Dehenna's Diary: So much has happened in the last six months...
IT’S strange to think that six months has already passed since you were kind enough to elect me as your MP. Thinking back to December feels like a lifetime ago and a lot has changed since then (not just the colour of my hair).
It has certainly been an interesting six months. New colleagues and I were just starting to get the hang of things (and learn our way around the vast maze that is Parliament) when the world was faced with the coronavirus pandemic.
Being a new MP in a time of such uncertainty and change has felt somewhat like a baptism of fire, but I have been working flat out to try to help and support as many local residents as possible.
Here is a taste of what I’ve been up to since you elected me.
In December, Conservative MPs, myself included, voted to deliver on the country’s biggest mandate since the Second World War.
For four years your voices were not represented in Parliament and that was not good enough. It felt truly amazing to play my part in history by helping to deliver Brexit. I am delighted that the Government is still sticking to this commitment and we will be out of the transition period on December 31 this year.
In January, I raised directly to the Prime Minister, and the Health Secretary, at PMQs the potential threat the closure of the stroke ward and Ward 6 at Bishop Auckland A&E posed to our community.
After years of great campaigning by local residents, I was delighted to have spearheaded the final push, leading to a cancelling of the consultation and the scrapping of the proposed ward closure.
I have joined other political figures to raise calls for further investment in the North, meeting with key regional and national voices to promote the manifesto of the North.
This week I will be taking part in a policy call with Number 10 to discuss this very topic, and what policy and investment our constituency wants to see.

Stored data entries

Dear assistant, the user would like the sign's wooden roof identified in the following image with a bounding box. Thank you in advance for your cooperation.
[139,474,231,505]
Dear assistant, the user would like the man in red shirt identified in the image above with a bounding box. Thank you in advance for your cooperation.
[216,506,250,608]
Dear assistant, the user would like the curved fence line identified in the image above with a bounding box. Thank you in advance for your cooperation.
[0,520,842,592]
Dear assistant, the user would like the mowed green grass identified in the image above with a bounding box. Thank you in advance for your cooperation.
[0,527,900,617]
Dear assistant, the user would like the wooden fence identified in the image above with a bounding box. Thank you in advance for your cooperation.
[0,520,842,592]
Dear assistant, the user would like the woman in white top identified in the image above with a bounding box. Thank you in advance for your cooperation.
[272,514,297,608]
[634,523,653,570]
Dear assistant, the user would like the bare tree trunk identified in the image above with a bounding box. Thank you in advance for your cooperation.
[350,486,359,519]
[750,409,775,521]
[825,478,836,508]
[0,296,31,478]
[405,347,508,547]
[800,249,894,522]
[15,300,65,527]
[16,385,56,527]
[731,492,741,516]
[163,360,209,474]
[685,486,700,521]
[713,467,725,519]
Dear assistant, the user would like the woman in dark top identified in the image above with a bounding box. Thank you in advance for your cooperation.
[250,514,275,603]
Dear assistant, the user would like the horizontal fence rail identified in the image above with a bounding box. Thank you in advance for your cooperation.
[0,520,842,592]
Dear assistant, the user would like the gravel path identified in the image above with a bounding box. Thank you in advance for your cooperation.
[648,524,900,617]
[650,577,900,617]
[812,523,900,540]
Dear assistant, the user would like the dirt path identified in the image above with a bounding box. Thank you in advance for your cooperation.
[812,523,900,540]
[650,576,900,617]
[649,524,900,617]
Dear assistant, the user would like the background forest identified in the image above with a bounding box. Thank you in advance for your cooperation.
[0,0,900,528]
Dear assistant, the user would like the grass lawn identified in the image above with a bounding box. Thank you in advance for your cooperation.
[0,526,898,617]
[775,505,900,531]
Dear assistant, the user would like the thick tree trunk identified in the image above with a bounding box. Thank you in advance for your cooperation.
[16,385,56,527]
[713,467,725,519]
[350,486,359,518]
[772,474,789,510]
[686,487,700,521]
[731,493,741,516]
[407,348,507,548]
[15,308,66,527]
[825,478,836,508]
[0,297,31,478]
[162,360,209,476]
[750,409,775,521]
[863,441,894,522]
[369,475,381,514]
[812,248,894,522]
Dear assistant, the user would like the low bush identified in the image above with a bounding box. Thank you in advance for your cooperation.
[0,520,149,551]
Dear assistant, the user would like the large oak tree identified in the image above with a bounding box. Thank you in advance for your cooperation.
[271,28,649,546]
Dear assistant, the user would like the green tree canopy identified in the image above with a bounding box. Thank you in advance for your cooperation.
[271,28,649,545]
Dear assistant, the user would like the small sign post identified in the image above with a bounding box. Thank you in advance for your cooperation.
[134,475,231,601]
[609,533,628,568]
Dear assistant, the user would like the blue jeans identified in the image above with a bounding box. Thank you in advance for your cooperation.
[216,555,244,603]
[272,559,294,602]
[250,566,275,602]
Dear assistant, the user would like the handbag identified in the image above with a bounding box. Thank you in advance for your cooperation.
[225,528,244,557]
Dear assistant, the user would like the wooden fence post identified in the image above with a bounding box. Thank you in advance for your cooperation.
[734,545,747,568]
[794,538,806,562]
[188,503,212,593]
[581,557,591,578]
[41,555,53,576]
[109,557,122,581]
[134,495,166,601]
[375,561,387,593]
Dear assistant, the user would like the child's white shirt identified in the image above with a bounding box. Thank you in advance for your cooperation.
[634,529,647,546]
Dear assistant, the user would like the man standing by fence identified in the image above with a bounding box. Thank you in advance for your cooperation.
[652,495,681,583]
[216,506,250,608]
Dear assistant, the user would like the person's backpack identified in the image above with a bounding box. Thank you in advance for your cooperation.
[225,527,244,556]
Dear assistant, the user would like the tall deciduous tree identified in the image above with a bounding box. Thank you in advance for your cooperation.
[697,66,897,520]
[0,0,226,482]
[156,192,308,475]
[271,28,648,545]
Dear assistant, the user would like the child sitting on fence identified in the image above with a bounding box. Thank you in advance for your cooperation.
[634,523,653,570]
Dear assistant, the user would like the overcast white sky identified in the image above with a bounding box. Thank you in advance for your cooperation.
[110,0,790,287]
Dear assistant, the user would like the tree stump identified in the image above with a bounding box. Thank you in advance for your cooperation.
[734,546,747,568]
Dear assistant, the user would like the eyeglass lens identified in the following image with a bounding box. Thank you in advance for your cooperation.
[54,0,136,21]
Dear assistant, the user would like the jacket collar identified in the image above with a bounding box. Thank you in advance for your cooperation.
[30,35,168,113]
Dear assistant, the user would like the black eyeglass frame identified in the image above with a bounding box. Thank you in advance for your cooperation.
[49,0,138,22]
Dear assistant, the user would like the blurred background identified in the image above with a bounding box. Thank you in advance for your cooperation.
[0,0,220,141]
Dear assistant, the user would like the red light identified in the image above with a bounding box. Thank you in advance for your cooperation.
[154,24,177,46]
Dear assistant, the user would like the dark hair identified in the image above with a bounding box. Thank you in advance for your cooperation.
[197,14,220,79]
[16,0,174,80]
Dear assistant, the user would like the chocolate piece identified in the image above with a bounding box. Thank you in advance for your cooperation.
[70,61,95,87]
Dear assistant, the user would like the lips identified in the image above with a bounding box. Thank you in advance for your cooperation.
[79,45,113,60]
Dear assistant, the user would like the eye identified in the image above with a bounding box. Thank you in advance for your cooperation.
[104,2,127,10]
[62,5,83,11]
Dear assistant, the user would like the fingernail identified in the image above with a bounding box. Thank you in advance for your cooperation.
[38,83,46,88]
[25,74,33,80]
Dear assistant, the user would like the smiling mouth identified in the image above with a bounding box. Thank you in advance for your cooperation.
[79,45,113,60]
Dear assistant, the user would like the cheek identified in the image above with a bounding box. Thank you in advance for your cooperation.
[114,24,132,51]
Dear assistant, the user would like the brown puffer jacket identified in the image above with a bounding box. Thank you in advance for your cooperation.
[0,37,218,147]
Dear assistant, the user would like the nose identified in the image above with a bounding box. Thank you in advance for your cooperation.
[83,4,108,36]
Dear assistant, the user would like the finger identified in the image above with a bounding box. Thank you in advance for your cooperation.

• [Questions]
a) According to the diary, on what date will the country leave the transition period?
b) Rewrite the diary's passage starting at "Here is a taste" and ending at "31 this year.", changing "Brexit" to "this change".

• [Answers to this exercise]
a) December 31 this year.

b)
Here is a taste of what I’ve been up to since you elected me.
In December, Conservative MPs, myself included, voted to deliver on the country’s biggest mandate since the Second World War.
For four years your voices were not represented in Parliament and that was not good enough. It felt truly amazing to play my part in history by helping to deliver this change. I am delighted that the Government is still sticking to this commitment and we will be out of the transition period on December 31 this year.